── Data for the task ──
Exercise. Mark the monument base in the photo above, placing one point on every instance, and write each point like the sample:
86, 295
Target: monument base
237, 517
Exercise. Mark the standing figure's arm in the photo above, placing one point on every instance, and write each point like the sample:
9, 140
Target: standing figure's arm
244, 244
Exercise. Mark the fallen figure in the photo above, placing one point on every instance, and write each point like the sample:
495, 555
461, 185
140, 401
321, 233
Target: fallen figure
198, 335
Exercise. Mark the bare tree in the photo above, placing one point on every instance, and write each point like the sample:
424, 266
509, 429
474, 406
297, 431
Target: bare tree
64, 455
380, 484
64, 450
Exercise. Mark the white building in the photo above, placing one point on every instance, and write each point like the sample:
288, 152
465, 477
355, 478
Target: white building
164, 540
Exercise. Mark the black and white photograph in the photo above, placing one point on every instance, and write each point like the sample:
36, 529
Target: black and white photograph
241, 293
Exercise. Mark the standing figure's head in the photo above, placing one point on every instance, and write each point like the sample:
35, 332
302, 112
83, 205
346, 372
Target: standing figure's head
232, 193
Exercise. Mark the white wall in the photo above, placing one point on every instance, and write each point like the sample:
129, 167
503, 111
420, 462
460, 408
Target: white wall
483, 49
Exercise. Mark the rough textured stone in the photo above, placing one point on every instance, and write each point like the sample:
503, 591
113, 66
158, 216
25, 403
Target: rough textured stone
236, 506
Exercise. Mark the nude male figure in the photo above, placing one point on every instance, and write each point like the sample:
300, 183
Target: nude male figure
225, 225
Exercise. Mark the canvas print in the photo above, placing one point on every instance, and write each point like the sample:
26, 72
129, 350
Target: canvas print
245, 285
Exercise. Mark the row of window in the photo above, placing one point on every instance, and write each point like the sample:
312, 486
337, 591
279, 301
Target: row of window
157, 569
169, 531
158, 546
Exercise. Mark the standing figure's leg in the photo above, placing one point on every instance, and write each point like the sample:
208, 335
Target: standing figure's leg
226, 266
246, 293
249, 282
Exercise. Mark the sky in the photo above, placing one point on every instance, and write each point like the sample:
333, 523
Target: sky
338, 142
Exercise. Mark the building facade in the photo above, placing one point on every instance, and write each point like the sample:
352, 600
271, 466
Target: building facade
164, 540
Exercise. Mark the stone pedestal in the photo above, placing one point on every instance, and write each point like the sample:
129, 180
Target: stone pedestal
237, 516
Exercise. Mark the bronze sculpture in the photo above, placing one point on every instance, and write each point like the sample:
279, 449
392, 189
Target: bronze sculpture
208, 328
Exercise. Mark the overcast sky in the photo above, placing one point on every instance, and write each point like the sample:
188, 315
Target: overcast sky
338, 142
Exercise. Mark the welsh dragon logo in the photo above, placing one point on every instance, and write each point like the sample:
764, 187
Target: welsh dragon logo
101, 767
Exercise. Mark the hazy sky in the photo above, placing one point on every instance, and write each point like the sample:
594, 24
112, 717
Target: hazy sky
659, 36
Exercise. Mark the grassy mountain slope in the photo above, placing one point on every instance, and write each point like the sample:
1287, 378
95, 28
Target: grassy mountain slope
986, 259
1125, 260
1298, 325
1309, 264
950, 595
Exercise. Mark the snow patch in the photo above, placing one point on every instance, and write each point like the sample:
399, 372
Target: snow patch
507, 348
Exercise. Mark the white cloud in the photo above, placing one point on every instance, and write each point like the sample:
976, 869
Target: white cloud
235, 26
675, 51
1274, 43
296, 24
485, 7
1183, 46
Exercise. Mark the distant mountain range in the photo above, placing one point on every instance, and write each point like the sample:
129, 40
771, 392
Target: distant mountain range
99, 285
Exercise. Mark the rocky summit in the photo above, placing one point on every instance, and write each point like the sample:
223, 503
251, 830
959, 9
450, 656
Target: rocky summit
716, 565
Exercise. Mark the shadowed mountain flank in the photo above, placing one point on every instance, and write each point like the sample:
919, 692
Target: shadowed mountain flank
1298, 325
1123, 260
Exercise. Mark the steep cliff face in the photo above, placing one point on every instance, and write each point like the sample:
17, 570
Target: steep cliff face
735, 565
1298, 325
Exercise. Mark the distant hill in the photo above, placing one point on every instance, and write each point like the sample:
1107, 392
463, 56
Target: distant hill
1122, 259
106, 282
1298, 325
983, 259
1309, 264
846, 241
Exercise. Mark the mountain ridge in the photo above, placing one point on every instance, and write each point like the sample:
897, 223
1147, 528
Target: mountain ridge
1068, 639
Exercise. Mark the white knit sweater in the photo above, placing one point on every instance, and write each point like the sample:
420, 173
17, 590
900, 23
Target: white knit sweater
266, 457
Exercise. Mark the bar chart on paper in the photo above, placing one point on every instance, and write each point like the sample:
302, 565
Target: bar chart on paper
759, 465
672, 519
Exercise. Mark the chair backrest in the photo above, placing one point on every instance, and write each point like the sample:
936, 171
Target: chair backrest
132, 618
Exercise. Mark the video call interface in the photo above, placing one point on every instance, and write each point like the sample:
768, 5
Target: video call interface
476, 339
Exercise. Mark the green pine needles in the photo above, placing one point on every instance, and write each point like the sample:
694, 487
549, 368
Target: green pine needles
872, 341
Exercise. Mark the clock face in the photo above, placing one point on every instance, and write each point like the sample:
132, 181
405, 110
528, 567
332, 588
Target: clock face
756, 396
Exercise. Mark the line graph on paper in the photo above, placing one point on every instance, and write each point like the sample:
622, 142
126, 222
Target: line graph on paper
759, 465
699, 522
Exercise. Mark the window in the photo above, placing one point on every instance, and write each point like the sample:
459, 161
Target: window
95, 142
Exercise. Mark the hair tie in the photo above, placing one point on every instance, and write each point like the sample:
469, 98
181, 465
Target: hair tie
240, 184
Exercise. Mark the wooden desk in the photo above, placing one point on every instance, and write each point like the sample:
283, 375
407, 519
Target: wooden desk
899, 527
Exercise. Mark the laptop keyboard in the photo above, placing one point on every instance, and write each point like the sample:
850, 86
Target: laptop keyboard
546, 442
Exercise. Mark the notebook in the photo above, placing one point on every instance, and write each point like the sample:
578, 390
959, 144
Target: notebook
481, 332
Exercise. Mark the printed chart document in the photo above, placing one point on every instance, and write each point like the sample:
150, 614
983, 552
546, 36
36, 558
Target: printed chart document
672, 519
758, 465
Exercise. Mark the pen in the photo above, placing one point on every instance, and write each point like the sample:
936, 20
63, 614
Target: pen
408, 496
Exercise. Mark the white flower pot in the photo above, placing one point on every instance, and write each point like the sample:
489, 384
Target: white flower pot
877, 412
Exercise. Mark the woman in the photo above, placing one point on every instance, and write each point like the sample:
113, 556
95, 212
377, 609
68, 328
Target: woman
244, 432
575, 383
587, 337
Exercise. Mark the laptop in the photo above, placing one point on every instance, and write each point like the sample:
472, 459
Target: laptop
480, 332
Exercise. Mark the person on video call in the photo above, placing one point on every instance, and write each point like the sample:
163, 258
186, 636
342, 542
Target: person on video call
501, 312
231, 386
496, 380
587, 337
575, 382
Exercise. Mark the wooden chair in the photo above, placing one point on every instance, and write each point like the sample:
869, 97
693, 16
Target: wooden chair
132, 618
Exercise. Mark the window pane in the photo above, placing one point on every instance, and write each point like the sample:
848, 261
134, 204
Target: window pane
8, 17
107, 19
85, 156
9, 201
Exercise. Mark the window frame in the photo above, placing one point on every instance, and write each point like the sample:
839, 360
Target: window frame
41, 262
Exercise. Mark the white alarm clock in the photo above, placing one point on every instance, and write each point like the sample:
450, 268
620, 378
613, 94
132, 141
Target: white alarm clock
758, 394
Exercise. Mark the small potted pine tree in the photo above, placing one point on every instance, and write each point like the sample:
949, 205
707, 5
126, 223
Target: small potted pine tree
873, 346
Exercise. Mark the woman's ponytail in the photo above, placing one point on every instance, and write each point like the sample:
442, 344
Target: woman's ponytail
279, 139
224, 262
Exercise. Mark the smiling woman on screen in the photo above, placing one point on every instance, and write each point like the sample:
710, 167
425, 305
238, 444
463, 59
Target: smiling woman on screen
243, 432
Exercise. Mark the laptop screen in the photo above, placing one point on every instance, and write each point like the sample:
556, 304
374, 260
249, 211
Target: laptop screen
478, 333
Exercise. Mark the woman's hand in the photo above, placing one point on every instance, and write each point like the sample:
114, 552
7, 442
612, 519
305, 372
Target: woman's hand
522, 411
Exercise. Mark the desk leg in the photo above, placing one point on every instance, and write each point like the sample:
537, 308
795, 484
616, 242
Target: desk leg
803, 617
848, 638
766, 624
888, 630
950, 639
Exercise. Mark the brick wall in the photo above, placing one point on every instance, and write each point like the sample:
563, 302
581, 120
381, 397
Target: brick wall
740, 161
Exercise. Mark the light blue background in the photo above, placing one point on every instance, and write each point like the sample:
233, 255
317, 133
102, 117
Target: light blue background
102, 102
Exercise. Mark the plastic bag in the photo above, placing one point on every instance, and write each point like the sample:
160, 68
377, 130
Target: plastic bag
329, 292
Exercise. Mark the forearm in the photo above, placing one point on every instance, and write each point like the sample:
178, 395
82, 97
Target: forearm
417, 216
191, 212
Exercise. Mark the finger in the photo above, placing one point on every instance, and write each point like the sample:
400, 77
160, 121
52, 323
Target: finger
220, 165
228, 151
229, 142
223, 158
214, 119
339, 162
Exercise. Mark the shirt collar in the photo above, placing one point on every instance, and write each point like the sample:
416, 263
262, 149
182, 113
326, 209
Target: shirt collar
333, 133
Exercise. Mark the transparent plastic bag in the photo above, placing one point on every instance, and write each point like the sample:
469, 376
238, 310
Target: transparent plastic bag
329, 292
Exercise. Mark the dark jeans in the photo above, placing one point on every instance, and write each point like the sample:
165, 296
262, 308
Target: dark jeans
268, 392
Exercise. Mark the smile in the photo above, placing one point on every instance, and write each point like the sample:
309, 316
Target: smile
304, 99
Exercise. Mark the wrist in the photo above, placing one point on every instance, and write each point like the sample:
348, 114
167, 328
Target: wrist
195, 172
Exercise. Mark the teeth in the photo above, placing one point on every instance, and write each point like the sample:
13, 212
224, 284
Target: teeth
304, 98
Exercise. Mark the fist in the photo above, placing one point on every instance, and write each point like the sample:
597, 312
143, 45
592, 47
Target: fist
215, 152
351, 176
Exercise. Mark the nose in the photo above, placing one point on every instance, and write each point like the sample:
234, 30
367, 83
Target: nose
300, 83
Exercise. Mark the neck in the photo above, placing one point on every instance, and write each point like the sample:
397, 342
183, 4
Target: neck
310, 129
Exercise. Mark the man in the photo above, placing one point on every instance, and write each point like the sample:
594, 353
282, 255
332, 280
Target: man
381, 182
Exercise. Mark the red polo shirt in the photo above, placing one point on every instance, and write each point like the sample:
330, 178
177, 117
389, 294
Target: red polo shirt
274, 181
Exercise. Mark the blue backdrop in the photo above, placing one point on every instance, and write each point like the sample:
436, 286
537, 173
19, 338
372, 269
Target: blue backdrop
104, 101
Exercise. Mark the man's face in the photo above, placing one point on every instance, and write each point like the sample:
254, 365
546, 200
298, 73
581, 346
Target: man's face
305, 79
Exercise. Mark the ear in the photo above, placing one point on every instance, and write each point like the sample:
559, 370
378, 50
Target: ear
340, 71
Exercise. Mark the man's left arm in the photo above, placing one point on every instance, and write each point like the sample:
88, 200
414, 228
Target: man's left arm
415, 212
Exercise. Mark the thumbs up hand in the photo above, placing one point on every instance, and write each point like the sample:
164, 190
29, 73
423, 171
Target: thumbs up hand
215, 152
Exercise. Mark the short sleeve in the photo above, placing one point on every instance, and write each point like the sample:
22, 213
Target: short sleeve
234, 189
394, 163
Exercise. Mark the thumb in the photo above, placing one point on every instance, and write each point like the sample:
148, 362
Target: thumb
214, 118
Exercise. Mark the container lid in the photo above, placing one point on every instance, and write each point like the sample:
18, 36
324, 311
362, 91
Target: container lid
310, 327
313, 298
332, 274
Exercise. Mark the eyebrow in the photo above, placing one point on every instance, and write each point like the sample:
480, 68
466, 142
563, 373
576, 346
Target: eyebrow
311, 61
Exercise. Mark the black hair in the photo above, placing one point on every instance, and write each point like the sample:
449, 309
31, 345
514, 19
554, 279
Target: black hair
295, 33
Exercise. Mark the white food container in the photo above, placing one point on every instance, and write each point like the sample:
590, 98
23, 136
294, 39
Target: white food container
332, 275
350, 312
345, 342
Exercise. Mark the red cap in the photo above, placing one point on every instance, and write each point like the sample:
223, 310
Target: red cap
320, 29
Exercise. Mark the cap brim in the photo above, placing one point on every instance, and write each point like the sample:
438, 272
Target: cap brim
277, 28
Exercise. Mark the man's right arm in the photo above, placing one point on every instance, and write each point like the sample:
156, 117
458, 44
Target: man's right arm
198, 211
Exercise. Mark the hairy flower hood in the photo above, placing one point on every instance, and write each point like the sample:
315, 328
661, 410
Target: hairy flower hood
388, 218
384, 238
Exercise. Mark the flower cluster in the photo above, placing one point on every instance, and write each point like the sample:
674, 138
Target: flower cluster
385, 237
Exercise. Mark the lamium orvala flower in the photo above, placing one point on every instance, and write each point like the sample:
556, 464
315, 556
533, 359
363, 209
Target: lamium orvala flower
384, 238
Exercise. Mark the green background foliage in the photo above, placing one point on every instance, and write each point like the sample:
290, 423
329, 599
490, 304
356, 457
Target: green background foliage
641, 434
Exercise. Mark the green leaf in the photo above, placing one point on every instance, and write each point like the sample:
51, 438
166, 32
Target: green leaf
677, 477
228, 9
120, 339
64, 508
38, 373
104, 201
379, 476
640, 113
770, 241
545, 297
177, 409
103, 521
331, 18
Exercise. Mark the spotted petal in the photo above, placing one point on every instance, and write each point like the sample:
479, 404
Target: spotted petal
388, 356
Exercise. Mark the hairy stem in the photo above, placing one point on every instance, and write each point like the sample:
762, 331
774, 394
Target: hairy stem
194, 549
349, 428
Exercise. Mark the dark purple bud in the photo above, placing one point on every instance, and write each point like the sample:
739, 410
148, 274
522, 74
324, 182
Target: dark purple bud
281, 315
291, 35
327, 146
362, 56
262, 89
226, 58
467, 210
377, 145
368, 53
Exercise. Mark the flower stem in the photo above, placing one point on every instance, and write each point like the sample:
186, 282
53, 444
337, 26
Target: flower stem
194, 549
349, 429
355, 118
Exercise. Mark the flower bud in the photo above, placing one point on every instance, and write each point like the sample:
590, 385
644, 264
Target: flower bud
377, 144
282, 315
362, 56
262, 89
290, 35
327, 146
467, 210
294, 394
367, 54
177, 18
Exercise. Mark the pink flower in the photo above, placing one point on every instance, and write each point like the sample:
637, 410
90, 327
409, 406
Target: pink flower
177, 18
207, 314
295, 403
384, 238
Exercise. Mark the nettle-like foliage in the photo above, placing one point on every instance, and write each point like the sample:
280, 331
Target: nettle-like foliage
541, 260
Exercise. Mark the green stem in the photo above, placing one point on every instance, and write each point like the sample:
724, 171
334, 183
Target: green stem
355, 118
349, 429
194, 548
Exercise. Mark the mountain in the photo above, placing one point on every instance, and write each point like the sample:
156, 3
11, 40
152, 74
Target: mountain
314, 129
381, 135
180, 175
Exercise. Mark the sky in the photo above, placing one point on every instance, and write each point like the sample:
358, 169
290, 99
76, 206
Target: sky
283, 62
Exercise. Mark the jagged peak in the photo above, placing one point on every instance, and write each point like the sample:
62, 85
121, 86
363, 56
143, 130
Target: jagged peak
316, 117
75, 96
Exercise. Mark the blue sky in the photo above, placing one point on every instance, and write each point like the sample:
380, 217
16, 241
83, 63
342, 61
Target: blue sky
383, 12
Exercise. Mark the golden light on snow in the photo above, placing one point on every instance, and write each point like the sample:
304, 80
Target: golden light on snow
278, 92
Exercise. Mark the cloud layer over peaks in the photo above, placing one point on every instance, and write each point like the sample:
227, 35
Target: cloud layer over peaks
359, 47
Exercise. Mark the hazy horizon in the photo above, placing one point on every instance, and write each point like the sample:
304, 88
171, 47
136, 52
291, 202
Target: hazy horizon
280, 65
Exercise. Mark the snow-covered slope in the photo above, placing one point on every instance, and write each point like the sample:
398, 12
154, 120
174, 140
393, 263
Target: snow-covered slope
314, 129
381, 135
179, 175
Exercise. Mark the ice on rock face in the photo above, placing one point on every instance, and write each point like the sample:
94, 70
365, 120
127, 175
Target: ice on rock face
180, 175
───
### What to do:
Going back over the entries above, copy word for word every line from the one that has "Target: standing figure's head" on through the one that has "Exercise. Mark the nude".

### Task answer:
Target: standing figure's head
232, 193
Exercise. Mark the white wall in the photo above, placing one point on every instance, and write each point like the sample:
129, 167
503, 111
420, 462
460, 408
Target: white wall
483, 49
Exercise. Mark the rough textured stone in the photo above, placing one point on every instance, and write each point like the sample:
503, 591
113, 66
158, 216
25, 403
Target: rough textured stone
236, 506
Exercise. Mark the nude male figure in the photo above, placing one point on every instance, and write each point like the sample:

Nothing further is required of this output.